>> begin Record excerpts

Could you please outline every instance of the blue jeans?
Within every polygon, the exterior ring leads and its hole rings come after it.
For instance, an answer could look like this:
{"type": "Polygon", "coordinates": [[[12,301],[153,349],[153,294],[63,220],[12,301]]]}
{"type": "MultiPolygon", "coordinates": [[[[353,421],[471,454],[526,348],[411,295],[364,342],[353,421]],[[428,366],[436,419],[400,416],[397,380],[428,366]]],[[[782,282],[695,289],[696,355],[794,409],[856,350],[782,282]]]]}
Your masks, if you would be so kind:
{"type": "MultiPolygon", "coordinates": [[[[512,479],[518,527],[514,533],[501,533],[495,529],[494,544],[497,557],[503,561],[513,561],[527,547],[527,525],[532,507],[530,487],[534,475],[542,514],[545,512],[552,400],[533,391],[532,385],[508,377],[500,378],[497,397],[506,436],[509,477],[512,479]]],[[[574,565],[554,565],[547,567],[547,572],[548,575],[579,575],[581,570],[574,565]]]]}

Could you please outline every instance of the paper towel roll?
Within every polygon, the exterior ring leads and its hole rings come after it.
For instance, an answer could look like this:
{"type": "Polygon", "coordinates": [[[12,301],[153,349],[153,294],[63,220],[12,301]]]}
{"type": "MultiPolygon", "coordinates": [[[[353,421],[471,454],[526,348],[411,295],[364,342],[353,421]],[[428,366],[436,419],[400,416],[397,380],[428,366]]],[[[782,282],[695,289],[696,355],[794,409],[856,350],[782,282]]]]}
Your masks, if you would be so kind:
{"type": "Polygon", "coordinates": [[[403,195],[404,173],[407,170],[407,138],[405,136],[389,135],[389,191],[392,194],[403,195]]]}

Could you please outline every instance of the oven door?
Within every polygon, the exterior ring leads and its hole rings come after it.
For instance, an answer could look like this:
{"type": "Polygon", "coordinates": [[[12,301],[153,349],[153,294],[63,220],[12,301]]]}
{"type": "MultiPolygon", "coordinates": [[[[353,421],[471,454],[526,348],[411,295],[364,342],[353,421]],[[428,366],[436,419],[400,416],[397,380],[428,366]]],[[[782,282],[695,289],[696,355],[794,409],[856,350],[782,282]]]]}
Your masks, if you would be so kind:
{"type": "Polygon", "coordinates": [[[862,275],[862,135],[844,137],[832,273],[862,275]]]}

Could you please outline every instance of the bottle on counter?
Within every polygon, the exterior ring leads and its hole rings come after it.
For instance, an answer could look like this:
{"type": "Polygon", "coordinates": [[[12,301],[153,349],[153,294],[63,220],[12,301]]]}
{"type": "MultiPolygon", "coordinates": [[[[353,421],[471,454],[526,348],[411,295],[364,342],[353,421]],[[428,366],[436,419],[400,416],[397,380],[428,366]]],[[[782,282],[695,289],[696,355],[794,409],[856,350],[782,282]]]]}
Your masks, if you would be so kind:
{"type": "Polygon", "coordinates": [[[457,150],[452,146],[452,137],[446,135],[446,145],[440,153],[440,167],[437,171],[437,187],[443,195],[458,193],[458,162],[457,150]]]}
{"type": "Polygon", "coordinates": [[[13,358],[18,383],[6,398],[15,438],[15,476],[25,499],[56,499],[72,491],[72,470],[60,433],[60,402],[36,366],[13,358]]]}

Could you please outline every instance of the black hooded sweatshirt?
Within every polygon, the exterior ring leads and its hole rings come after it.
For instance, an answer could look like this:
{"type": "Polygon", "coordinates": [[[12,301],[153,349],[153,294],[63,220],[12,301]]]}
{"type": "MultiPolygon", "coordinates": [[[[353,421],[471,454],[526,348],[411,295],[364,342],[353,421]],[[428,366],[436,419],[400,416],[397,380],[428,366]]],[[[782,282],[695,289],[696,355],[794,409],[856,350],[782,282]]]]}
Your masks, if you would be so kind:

>> end Record excerpts

» Challenge
Recast every one of the lines above as a Markdown table with two columns, n for the row number and Line for the text, skipping any blank lines.

» Finished answer
| n | Line |
|---|---|
| 1 | Could you please outline every instance of the blue jeans? |
| 2 | Within every polygon, the exterior ring leads and its hole rings come after it. |
| 3 | For instance, an answer could look like this: |
| 4 | {"type": "Polygon", "coordinates": [[[12,301],[153,349],[153,294],[63,220],[12,301]]]} |
| 5 | {"type": "MultiPolygon", "coordinates": [[[[353,421],[471,454],[526,348],[411,295],[364,342],[353,421]],[[428,366],[436,419],[400,416],[397,380],[428,366]]],[[[782,282],[695,289],[696,355],[794,409],[856,350],[782,282]]]]} |
| 6 | Your masks, if you would be so kind: |
| 7 | {"type": "MultiPolygon", "coordinates": [[[[512,479],[518,527],[514,533],[501,533],[495,529],[494,544],[497,557],[503,561],[513,561],[527,547],[527,525],[532,507],[530,487],[534,475],[542,514],[545,512],[552,400],[533,391],[532,385],[508,377],[500,378],[497,397],[506,436],[509,477],[512,479]]],[[[574,565],[554,565],[547,567],[547,572],[548,575],[579,575],[581,570],[574,565]]]]} |
| 8 | Could you please outline every instance of the paper towel roll? |
| 9 | Within every polygon, the exterior ring leads and its hole rings come after it. |
| 10 | For instance, an answer could look like this: |
| 11 | {"type": "Polygon", "coordinates": [[[12,301],[153,349],[153,294],[63,220],[12,301]]]} |
| 12 | {"type": "MultiPolygon", "coordinates": [[[[353,421],[471,454],[526,348],[411,295],[364,342],[353,421]],[[428,366],[436,419],[400,416],[397,380],[428,366]]],[[[782,282],[695,289],[696,355],[794,409],[856,350],[782,282]]]]} |
| 13 | Your masks, if you would be so kind: |
| 14 | {"type": "Polygon", "coordinates": [[[403,195],[404,173],[407,170],[407,138],[405,136],[389,135],[389,191],[392,194],[403,195]]]} |
| 15 | Could you please outline every instance of the oven door? |
| 16 | Within every polygon, the exterior ring leads and its hole rings come after it. |
| 17 | For instance, an answer could look like this: |
| 18 | {"type": "Polygon", "coordinates": [[[12,301],[153,349],[153,294],[63,220],[12,301]]]} |
| 19 | {"type": "MultiPolygon", "coordinates": [[[[353,421],[471,454],[526,348],[411,295],[364,342],[353,421]],[[428,366],[436,419],[400,416],[397,380],[428,366]]],[[[782,282],[695,289],[696,355],[794,409],[856,350],[782,282]]]]} |
| 20 | Your masks, if you would be so kind: |
| 21 | {"type": "Polygon", "coordinates": [[[862,275],[862,135],[844,137],[832,273],[862,275]]]} |
| 22 | Could you please outline every instance of the bottle on counter? |
| 23 | Within every polygon, the exterior ring leads and its hole rings come after it. |
| 24 | For instance, an answer could look like this: |
| 25 | {"type": "Polygon", "coordinates": [[[12,301],[153,349],[153,294],[63,220],[12,301]]]} |
| 26 | {"type": "MultiPolygon", "coordinates": [[[[353,421],[471,454],[526,348],[411,295],[364,342],[353,421]],[[428,366],[436,419],[400,416],[397,380],[428,366]]],[[[782,282],[695,289],[696,355],[794,409],[856,350],[782,282]]]]} |
| 27 | Your masks, if you would be so kind: |
| 28 | {"type": "Polygon", "coordinates": [[[457,150],[452,146],[452,137],[446,135],[446,145],[440,153],[440,167],[437,171],[437,187],[443,195],[458,193],[458,162],[457,150]]]} |
| 29 | {"type": "Polygon", "coordinates": [[[13,358],[18,383],[6,398],[15,438],[15,476],[25,499],[56,499],[72,491],[72,470],[60,433],[60,402],[36,366],[13,358]]]} |
| 30 | Could you please outline every instance of the black hooded sweatshirt? |
| 31 | Within every polygon, the exterior ring leads and its hole rings come after it. |
| 32 | For instance, an answer could look like this: |
| 33 | {"type": "Polygon", "coordinates": [[[12,301],[153,349],[153,294],[63,220],[12,301]]]} |
| 34 | {"type": "MultiPolygon", "coordinates": [[[[353,421],[471,454],[526,348],[411,295],[364,342],[353,421]],[[428,366],[436,419],[400,416],[397,380],[428,366]]],[[[782,282],[695,289],[696,355],[794,409],[856,350],[782,282]]]]} |
| 35 | Your masks, if you would be so kind: |